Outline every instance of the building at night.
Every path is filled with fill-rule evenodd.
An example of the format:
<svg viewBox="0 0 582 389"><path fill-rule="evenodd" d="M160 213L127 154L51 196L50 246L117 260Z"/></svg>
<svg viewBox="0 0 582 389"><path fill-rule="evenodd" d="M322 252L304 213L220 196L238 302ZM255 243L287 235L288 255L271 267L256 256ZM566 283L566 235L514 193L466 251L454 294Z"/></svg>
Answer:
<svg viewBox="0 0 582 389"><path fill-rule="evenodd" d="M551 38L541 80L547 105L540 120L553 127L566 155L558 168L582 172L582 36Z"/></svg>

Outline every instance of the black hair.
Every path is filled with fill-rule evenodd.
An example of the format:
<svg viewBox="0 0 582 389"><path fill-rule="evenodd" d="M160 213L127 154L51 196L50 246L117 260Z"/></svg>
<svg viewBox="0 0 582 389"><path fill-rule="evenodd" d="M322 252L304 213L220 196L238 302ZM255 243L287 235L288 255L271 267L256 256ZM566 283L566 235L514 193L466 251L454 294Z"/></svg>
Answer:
※ ※ ※
## Stated problem
Using the listing above, reproduce each line without omission.

## Exercise result
Outline every instance of the building at night.
Every path is filled with fill-rule evenodd.
An example of the format:
<svg viewBox="0 0 582 389"><path fill-rule="evenodd" d="M160 213L127 154L51 196L50 246L117 260Z"/></svg>
<svg viewBox="0 0 582 389"><path fill-rule="evenodd" d="M322 252L304 213L220 196L238 302ZM255 243L287 235L288 255L271 267L256 256ZM566 283L566 235L514 193L466 251L454 294Z"/></svg>
Answer:
<svg viewBox="0 0 582 389"><path fill-rule="evenodd" d="M551 38L541 80L547 105L540 120L553 127L566 155L558 168L582 172L582 36Z"/></svg>

Outline every instance of the black hair.
Every path is filled with fill-rule evenodd.
An example of the format:
<svg viewBox="0 0 582 389"><path fill-rule="evenodd" d="M160 213L127 154L51 196L50 246L117 260Z"/></svg>
<svg viewBox="0 0 582 389"><path fill-rule="evenodd" d="M322 252L304 213L220 196L238 302ZM255 243L287 235L288 255L271 267L256 256ZM566 283L566 235L514 193L466 251L454 294Z"/></svg>
Answer:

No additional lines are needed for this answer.